### Exercise objective:
Restate the listing below word for word. No picture belongs in the result.

### Information shown:
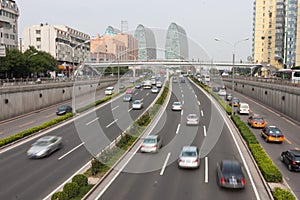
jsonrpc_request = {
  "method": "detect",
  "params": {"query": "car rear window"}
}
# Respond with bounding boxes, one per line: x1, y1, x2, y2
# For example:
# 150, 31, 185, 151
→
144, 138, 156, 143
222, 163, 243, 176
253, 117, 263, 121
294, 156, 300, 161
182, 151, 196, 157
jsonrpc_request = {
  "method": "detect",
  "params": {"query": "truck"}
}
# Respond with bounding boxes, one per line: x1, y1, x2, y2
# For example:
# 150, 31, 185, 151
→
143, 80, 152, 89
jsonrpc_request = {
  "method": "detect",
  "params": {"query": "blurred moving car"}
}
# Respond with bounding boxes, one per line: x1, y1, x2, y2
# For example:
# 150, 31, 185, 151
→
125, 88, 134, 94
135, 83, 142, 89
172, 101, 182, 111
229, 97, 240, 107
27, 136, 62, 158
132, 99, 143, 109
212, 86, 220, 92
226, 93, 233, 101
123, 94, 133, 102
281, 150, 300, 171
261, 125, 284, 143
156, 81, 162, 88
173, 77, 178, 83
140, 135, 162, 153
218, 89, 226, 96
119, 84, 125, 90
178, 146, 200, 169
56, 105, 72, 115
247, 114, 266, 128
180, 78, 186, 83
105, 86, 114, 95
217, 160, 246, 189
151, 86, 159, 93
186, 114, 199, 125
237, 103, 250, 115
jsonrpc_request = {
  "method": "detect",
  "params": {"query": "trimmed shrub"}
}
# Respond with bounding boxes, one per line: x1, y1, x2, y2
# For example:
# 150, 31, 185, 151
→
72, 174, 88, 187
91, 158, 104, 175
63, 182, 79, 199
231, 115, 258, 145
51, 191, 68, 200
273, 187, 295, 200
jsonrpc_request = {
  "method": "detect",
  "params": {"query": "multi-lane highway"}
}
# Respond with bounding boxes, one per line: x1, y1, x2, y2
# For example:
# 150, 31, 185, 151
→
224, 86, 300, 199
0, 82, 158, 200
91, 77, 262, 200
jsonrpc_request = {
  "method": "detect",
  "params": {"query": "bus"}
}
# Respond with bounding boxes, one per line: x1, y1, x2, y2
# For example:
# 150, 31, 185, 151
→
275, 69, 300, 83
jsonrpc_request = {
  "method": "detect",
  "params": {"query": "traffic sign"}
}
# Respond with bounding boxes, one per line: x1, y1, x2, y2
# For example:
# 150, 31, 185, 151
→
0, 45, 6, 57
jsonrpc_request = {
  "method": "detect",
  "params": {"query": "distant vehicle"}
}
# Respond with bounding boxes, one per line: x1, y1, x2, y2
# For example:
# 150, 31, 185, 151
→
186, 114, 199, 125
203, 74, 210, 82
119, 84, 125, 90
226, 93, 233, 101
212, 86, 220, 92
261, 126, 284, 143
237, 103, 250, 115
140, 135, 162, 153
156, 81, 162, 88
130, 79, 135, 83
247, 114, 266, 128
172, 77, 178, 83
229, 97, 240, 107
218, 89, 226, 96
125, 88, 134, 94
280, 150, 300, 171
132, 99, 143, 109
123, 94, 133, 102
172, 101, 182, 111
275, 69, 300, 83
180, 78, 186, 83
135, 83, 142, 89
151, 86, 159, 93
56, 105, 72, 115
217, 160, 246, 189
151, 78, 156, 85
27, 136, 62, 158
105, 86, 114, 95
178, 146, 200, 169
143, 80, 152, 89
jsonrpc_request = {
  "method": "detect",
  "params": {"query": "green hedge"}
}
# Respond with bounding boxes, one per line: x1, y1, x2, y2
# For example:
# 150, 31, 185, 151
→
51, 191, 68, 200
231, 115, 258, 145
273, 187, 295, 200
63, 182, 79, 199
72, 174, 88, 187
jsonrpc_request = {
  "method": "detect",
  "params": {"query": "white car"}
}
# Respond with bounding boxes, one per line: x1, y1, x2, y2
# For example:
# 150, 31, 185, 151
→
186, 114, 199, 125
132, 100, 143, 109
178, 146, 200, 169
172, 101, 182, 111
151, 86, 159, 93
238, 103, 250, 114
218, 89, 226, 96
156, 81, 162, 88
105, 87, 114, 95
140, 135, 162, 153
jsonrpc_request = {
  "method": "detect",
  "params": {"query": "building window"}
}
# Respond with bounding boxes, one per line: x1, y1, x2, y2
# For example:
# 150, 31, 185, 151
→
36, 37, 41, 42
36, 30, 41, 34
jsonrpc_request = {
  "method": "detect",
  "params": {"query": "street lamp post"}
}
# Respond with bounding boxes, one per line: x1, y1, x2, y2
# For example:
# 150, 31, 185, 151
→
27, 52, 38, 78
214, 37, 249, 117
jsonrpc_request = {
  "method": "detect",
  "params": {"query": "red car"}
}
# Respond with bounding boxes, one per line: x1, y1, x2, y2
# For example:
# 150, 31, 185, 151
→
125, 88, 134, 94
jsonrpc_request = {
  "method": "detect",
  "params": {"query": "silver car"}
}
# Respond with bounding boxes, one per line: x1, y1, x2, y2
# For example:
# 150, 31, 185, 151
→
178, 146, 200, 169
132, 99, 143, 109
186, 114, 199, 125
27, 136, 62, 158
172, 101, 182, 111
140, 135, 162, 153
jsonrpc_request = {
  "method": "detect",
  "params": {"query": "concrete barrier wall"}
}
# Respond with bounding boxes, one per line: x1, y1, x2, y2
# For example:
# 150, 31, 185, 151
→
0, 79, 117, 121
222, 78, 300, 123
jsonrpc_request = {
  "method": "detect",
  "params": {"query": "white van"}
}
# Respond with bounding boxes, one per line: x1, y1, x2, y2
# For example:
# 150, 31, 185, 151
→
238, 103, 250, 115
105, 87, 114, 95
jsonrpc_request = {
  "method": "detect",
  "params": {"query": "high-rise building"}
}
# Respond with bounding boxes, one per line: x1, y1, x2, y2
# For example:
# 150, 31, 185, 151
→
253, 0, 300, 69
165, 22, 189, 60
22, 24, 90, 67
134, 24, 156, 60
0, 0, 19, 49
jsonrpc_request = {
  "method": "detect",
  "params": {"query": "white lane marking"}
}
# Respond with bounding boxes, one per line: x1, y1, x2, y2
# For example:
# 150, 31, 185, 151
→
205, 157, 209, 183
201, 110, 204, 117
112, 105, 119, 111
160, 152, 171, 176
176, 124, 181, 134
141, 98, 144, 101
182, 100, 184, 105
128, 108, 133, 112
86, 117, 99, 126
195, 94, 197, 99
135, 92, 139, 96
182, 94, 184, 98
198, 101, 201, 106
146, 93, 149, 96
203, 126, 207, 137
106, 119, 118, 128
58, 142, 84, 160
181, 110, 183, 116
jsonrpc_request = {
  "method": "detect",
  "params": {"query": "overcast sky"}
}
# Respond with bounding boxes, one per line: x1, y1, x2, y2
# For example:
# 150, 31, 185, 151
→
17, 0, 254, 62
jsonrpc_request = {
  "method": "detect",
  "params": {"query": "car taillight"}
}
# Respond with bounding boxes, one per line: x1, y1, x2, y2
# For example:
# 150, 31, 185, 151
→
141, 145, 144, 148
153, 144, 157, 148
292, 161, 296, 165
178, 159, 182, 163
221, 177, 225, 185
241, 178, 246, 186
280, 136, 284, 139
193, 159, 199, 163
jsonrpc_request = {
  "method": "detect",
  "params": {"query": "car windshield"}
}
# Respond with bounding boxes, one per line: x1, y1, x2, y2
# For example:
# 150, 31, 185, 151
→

### Finished task:
jsonrpc_request = {
  "method": "detect",
  "params": {"query": "car rear window"}
}
# Respond with bounding boxes, one per line: x1, y1, x2, y2
# For example:
# 150, 31, 185, 151
→
144, 138, 156, 143
222, 163, 243, 176
253, 117, 263, 121
294, 156, 300, 161
182, 151, 196, 157
jsonrpc_request = {
  "method": "detect",
  "params": {"query": "truck"}
}
# Respond with bounding boxes, one per line: x1, y1, x2, y2
# For example:
# 150, 31, 185, 151
→
143, 80, 152, 89
jsonrpc_request = {
  "method": "detect",
  "params": {"query": "blurred moving car"}
}
# Respond with bounding boxes, one per line: x1, y1, x2, y2
# For example:
# 150, 31, 185, 151
→
125, 88, 134, 94
135, 83, 142, 89
172, 101, 182, 111
229, 97, 240, 107
27, 136, 62, 158
132, 99, 143, 109
212, 86, 220, 92
226, 93, 233, 101
123, 94, 133, 102
281, 150, 300, 171
261, 125, 284, 143
156, 81, 162, 88
173, 77, 178, 83
140, 135, 162, 153
218, 89, 226, 96
119, 84, 125, 90
178, 146, 200, 169
56, 105, 72, 115
247, 114, 266, 128
180, 78, 186, 83
105, 86, 114, 95
217, 160, 246, 189
151, 86, 159, 93
186, 114, 199, 125
237, 103, 250, 115
jsonrpc_request = {
  "method": "detect",
  "params": {"query": "trimmed shrub"}
}
# Respond with bounding boxes, one per line: x1, y1, x2, y2
# For example:
# 150, 31, 185, 151
→
72, 174, 88, 187
91, 158, 104, 175
63, 182, 79, 199
231, 115, 258, 145
51, 191, 68, 200
273, 187, 295, 200
jsonrpc_request = {
  "method": "detect",
  "params": {"query": "multi-lane highway"}
}
# Respond with bounding boxes, one per line: x1, y1, x2, y2
# For example:
# 150, 31, 185, 151
→
224, 86, 300, 199
0, 82, 158, 200
91, 77, 262, 200
jsonrpc_request = {
  "method": "detect",
  "params": {"query": "bus"}
}
# Respond with bounding boxes, one per line: x1, y1, x2, y2
# For example:
# 150, 31, 185, 151
→
275, 69, 300, 83
jsonrpc_request = {
  "method": "detect",
  "params": {"query": "traffic sign"}
}
# Respond with bounding boxes, one per line: x1, y1, x2, y2
# For example:
# 150, 31, 185, 151
→
0, 45, 6, 57
jsonrpc_request = {
  "method": "detect",
  "params": {"query": "distant vehicle"}
}
# Respond with bounding boxes, one per line: x1, y1, x2, y2
# For example:
# 150, 31, 185, 151
→
186, 114, 199, 125
203, 74, 210, 82
119, 84, 125, 90
226, 93, 233, 101
212, 86, 220, 92
261, 126, 284, 143
237, 103, 250, 115
140, 135, 162, 153
156, 81, 162, 88
130, 79, 135, 83
247, 114, 266, 128
172, 77, 178, 83
229, 97, 240, 107
218, 89, 226, 96
125, 88, 134, 94
280, 150, 300, 171
132, 99, 143, 109
123, 94, 133, 102
172, 101, 182, 111
275, 69, 300, 83
180, 78, 186, 83
135, 83, 142, 89
151, 86, 159, 93
56, 105, 72, 115
217, 160, 246, 189
151, 78, 156, 85
27, 136, 62, 158
105, 86, 114, 95
178, 146, 200, 169
143, 80, 152, 89
jsonrpc_request = {
  "method": "detect",
  "params": {"query": "green hedge"}
}
# Respond with bounding boxes, one per line: x1, y1, x2, y2
# For example:
# 150, 31, 185, 151
→
51, 191, 68, 200
231, 115, 258, 145
273, 187, 295, 200
63, 182, 79, 199
72, 174, 88, 187
jsonrpc_request = {
  "method": "detect",
  "params": {"query": "white car"}
}
# Respond with bounding boxes, one per line: x1, y1, x2, y2
# For example:
# 150, 31, 185, 151
→
186, 114, 199, 125
132, 100, 143, 109
178, 146, 200, 169
172, 101, 182, 111
151, 86, 159, 93
238, 103, 250, 114
218, 89, 226, 96
156, 81, 162, 88
105, 87, 114, 95
140, 135, 162, 153
jsonrpc_request = {
  "method": "detect",
  "params": {"query": "building window"}
}
# Respond with bounding boxes, one per line: x1, y1, x2, y2
# For example:
# 150, 31, 185, 151
→
36, 37, 41, 42
36, 30, 41, 34
jsonrpc_request = {
  "method": "detect",
  "params": {"query": "street lamp post"}
}
# Respond with bounding boxes, one per line: x1, y1, x2, y2
# For example:
# 150, 31, 185, 151
→
27, 52, 38, 78
214, 37, 249, 117
jsonrpc_request = {
  "method": "detect",
  "params": {"query": "red car"}
}
# Respond with bounding boxes, one per line: x1, y1, x2, y2
# For example:
# 150, 31, 185, 151
→
125, 88, 134, 94
jsonrpc_request = {
  "method": "detect",
  "params": {"query": "silver car"}
}
# Respond with bounding boxes, one per line: x1, y1, x2, y2
# For example:
# 150, 31, 185, 151
→
178, 146, 200, 169
132, 99, 143, 109
186, 114, 199, 125
27, 136, 62, 158
172, 101, 182, 111
140, 135, 162, 153
jsonrpc_request = {
  "method": "detect",
  "params": {"query": "concrete barrier wall"}
}
# Respond with bounding boxes, one per line: x1, y1, x2, y2
# For example:
# 150, 31, 185, 151
→
0, 79, 117, 121
222, 78, 300, 123
jsonrpc_request = {
  "method": "detect",
  "params": {"query": "white van"}
}
# Respond with bounding boxes, one per line: x1, y1, x2, y2
# For example:
# 150, 31, 185, 151
→
238, 103, 250, 115
105, 87, 114, 95
jsonrpc_request = {
  "method": "detect",
  "params": {"query": "high-rise building"}
}
# Respond with bounding boxes, one per line: x1, y1, x2, y2
# For example:
# 150, 31, 185, 151
→
253, 0, 300, 69
165, 22, 189, 60
22, 24, 90, 67
134, 24, 156, 60
0, 0, 19, 49
jsonrpc_request = {
  "method": "detect",
  "params": {"query": "white lane marking"}
}
# Respond with bounding boxes, one per line: x1, y1, x2, y2
# For example:
# 150, 31, 185, 151
→
205, 157, 209, 183
201, 110, 204, 117
112, 105, 119, 111
160, 152, 171, 176
176, 124, 181, 134
141, 98, 144, 101
182, 100, 184, 105
128, 108, 133, 112
86, 117, 99, 126
195, 94, 197, 99
135, 92, 139, 96
182, 94, 184, 98
198, 101, 201, 106
146, 93, 149, 96
203, 126, 207, 137
106, 119, 118, 128
58, 142, 84, 160
181, 110, 183, 116
jsonrpc_request = {
  "method": "detect",
  "params": {"query": "overcast sky"}
}
# Respond with bounding boxes, one per line: x1, y1, x2, y2
# For example:
# 150, 31, 185, 151
→
17, 0, 254, 62
jsonrpc_request = {
  "method": "detect",
  "params": {"query": "car taillight"}
}
# Respond with bounding boxes, one per line: x1, y1, x2, y2
# For example:
# 150, 31, 185, 151
→
141, 145, 144, 148
153, 144, 157, 148
292, 161, 296, 165
178, 159, 182, 163
221, 177, 225, 185
241, 178, 246, 186
280, 136, 284, 139
193, 159, 199, 163
jsonrpc_request = {
  "method": "detect",
  "params": {"query": "car windshield"}
}
# Respond with bounding boxes, one per line: x1, y1, x2, y2
# For example:
# 150, 31, 185, 151
→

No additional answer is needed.